— START OF SOURCE DOCUMENT —

The first time I saw a Shag Cake, I knew that I would make this fabulous dessert. It’s such an unusual cake and has such a fun attitude. The piped buttercream frosting layered to look like shag carpet is like a sculpture with its three-dimensional qualities.
You’ll need a few pieces of cake decorating supplies for this project, but other than that, it’s an easy cake to decorate. I made a yummy vanilla cake, but you can buy a plain cake and decorate it at home to save time.
Today, I’m launching my Cake of The Month Challenge. As you know, I love cakes, and I’ve shared a few over here on the blog.
But, starting today, I’m trying something new.
I’m sharing a cake each month, and I hope to inspire you to try and make the cake. And if you do make the cake, I would love it if you could take a photo and email it to me.
You see, I want to highlight your cake photos on the blog post.

— END OF SOURCE DOCUMENT —

EXERCISE REQUIREMENTS: Can you write out the part of the Shag Cake post that opens with the words containing "I’m sharing a" and closes with "email it to me.", swapping "photo" for "picture"?

— START OF RECORDS PROVIDED —

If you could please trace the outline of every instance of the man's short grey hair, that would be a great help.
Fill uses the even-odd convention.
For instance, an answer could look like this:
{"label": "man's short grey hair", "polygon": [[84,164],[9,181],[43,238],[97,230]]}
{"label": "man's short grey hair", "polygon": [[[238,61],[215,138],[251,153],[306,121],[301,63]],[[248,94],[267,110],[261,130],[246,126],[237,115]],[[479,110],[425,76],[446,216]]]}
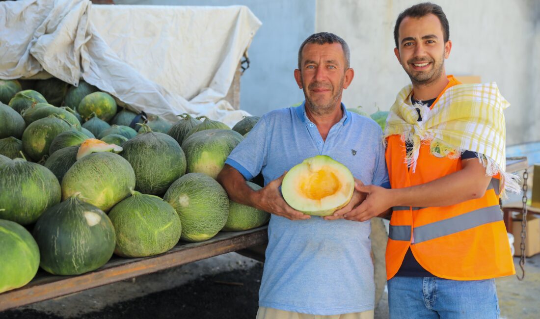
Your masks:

— END OF RECORDS PROVIDED —

COMPLETED TASK:
I’m sharing a cake each month, and I hope to inspire you to try and make the cake. And if you do make the cake, I would love it if you could take a picture and email it to me.